• **WORK TO BE COMPLETED**: Reproduce every one of the items below, line for line and without changing a word.

-------- RECORDS PROVIDED --------

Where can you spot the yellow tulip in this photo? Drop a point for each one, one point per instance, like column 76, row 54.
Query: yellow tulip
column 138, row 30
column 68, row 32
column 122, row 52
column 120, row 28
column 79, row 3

--------

• **REPLY TO THE EXERCISE**:
Where can you spot the yellow tulip in this photo? Drop a point for each one, one point per instance, like column 76, row 54.
Query: yellow tulip
column 138, row 30
column 68, row 32
column 122, row 52
column 120, row 28
column 79, row 3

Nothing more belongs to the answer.